#### [Exercise]
Give again every line from the one with "Return the outline of every instance of the front" through the last line of the data, exactly, and leave out the lines before it.

#### [Material provided]

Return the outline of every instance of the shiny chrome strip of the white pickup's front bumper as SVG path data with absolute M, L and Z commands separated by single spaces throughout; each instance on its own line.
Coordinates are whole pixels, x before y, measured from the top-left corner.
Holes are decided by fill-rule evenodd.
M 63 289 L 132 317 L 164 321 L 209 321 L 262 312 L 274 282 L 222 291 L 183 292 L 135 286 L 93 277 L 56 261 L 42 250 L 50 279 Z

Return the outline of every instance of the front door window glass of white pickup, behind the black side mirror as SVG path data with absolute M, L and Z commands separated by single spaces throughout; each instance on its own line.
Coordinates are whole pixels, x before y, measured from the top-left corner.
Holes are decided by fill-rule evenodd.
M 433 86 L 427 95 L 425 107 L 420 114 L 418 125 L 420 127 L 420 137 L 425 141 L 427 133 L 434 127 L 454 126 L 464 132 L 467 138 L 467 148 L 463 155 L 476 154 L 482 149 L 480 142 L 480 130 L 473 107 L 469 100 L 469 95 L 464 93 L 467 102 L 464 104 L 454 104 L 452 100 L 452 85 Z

#### [Problem solution]
Return the outline of every instance of the front door window glass of white pickup, behind the black side mirror as SVG path data with absolute M, L and Z commands separated by single spaces throughout; each instance on its own line.
Coordinates are whole pixels, x before y, measured from the top-left corner.
Holes are decided by fill-rule evenodd.
M 433 86 L 427 95 L 425 107 L 420 114 L 418 125 L 420 127 L 420 137 L 425 141 L 427 133 L 434 127 L 454 126 L 464 132 L 467 138 L 467 148 L 463 155 L 476 154 L 482 149 L 480 142 L 480 130 L 473 107 L 469 100 L 469 95 L 464 93 L 467 102 L 464 104 L 454 104 L 452 100 L 452 85 Z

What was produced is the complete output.